--- Start ---

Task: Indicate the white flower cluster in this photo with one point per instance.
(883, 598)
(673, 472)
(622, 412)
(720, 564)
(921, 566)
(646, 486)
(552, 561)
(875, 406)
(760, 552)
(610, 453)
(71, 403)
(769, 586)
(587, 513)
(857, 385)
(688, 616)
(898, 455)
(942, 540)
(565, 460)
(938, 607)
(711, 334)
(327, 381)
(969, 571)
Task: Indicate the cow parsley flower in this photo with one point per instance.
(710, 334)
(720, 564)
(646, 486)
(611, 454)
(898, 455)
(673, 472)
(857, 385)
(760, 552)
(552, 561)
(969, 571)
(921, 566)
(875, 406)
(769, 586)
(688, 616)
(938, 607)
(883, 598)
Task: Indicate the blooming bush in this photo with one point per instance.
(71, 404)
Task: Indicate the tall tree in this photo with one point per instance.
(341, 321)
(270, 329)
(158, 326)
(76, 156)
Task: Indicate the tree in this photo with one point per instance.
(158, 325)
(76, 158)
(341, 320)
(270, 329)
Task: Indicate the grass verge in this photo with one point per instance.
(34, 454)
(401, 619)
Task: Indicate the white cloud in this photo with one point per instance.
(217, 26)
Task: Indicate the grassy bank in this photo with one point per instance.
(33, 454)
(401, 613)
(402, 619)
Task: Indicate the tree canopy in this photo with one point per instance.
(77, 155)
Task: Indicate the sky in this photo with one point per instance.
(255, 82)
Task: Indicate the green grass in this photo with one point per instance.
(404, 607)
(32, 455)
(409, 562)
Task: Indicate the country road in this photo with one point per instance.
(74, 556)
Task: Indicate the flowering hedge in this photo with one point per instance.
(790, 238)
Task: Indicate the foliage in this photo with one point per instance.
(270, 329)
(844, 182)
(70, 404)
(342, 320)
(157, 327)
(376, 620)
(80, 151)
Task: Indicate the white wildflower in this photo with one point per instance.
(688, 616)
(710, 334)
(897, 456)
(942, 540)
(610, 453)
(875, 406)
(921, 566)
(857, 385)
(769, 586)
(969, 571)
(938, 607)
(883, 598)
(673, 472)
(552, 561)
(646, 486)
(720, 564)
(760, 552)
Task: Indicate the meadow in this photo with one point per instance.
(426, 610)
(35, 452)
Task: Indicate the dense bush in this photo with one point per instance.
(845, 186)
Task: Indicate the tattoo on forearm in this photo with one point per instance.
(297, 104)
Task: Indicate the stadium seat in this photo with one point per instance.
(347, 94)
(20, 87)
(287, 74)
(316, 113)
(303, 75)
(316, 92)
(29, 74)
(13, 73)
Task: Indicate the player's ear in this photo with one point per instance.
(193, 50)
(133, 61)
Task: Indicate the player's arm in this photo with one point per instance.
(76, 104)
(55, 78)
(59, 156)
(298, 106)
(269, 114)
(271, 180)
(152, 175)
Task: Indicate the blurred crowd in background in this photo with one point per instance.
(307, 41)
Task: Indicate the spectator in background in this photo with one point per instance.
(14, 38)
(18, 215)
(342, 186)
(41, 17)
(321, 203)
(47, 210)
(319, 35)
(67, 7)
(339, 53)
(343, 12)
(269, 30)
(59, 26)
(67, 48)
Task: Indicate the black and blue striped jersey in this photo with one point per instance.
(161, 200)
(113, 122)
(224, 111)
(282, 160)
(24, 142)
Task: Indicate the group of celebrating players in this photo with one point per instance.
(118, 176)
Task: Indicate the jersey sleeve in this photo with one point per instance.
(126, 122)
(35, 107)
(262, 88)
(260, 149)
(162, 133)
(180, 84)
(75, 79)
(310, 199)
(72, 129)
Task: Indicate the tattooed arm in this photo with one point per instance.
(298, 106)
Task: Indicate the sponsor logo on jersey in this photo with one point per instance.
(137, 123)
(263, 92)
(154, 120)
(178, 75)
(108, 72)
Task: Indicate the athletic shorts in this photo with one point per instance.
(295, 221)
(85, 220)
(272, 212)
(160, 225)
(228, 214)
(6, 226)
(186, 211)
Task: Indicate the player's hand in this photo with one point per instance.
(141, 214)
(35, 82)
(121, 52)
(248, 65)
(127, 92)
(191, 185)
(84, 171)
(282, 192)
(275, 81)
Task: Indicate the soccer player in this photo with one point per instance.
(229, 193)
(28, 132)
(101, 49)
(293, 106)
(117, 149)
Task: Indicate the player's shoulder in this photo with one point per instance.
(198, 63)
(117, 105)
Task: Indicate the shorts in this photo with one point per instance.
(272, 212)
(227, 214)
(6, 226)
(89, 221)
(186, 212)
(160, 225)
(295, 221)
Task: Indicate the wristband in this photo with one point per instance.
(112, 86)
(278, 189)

--- End ---

Stated goal: The records above should be duplicated in full, exactly as given.

Correct response:
Task: Indicate the white flower cluster in this photo with one point per instance.
(883, 598)
(673, 472)
(622, 412)
(720, 564)
(921, 566)
(646, 486)
(552, 561)
(875, 406)
(760, 552)
(610, 453)
(71, 403)
(769, 586)
(587, 513)
(857, 385)
(688, 616)
(898, 455)
(942, 540)
(565, 460)
(938, 607)
(711, 334)
(327, 381)
(969, 571)
Task: Indicate the cow parsley flower in this photo with one point per instance.
(710, 334)
(720, 564)
(646, 486)
(611, 454)
(898, 455)
(673, 472)
(857, 385)
(760, 552)
(552, 561)
(969, 571)
(921, 566)
(875, 406)
(769, 586)
(688, 616)
(938, 607)
(883, 598)
Task: Indicate the blooming bush in this photo with one point per instance.
(71, 404)
Task: Indicate the tall tree in this photo with one point per instance.
(341, 321)
(270, 329)
(158, 326)
(76, 156)
Task: Indicate the tree in this photo with one point per instance.
(158, 325)
(76, 158)
(341, 320)
(270, 329)
Task: Indicate the grass verge in this photo with one point per instance.
(34, 454)
(401, 619)
Task: Indicate the white cloud in this photo with one point per instance.
(217, 26)
Task: Indicate the grassy bank in this photo with one point per instance.
(33, 454)
(401, 613)
(402, 619)
Task: Indicate the tree canopy in this photo with one point per instance.
(77, 155)
Task: Indicate the sky in this photo with one point per instance.
(255, 82)
Task: Indicate the green grass in this photo with one point per instance.
(404, 607)
(32, 455)
(409, 562)
Task: Indicate the country road in this photo with one point per instance.
(74, 556)
Task: Indicate the flowering hedge in this photo with one point per instance.
(790, 238)
Task: Indicate the foliage in this photo with one point per instance.
(270, 329)
(844, 182)
(70, 404)
(342, 320)
(157, 327)
(376, 620)
(80, 151)
Task: Indicate the white wildflower in this photo with one point per instance.
(688, 616)
(710, 334)
(897, 456)
(942, 540)
(610, 453)
(875, 406)
(921, 566)
(857, 385)
(769, 586)
(969, 571)
(938, 607)
(883, 598)
(673, 472)
(552, 561)
(646, 486)
(720, 564)
(760, 552)
Task: Indicate the meadow in this photo with one point per instance.
(426, 610)
(35, 452)
Task: Indicate the dense bush in this photo with one point per instance.
(845, 186)
Task: Indicate the tattoo on forearm in this photo with one point per instance.
(297, 104)
Task: Indicate the stadium seat in this photo with one point per instance.
(347, 94)
(20, 87)
(287, 74)
(316, 113)
(303, 75)
(316, 92)
(29, 74)
(13, 73)
Task: Indicate the player's ear in this photo with one point per instance.
(193, 50)
(133, 61)
Task: Indicate the player's arm in this photo with one point per instance.
(76, 104)
(55, 78)
(59, 156)
(298, 106)
(269, 114)
(271, 180)
(152, 175)
Task: Indicate the blurred crowd in background in this photo with one point per instance.
(307, 41)
Task: Indicate the spectator in background in this photo with one point per instance.
(14, 38)
(18, 215)
(342, 186)
(41, 17)
(321, 203)
(47, 210)
(319, 35)
(67, 7)
(339, 53)
(343, 12)
(269, 30)
(59, 26)
(67, 48)
Task: Indicate the black and blue striped jersey in this photo with one point per instance.
(161, 200)
(113, 122)
(224, 111)
(282, 160)
(24, 142)
Task: Indicate the group of celebrating players in this photo with one point per instance.
(118, 176)
Task: Indicate the jersey sleeve in this photo with one point per instance.
(126, 122)
(35, 107)
(262, 88)
(260, 149)
(162, 133)
(180, 84)
(75, 79)
(310, 199)
(72, 129)
Task: Indicate the tattooed arm in this photo with one point per instance.
(298, 106)
Task: Indicate the sponsor logo on jersey in this photo with one point per instance.
(137, 123)
(263, 92)
(154, 120)
(178, 75)
(108, 72)
Task: Indicate the athletic shorts in this photo with one point per instance.
(295, 221)
(85, 220)
(272, 212)
(160, 225)
(228, 214)
(6, 226)
(186, 211)
Task: Indicate the player's hand in this photo with one point per instance.
(141, 214)
(35, 82)
(121, 52)
(248, 65)
(127, 92)
(191, 185)
(84, 171)
(282, 192)
(275, 81)
Task: Indicate the soccer player in this photo with one point per instance.
(229, 193)
(28, 132)
(101, 49)
(293, 106)
(117, 149)
Task: Indicate the player's shoulder in this photo with one point per instance.
(198, 63)
(117, 105)
Task: Indicate the shorts in this photo with one point per instance.
(272, 212)
(227, 214)
(6, 226)
(89, 221)
(186, 212)
(160, 225)
(295, 221)
Task: Indicate the wristband in this photo with one point per instance.
(112, 86)
(278, 189)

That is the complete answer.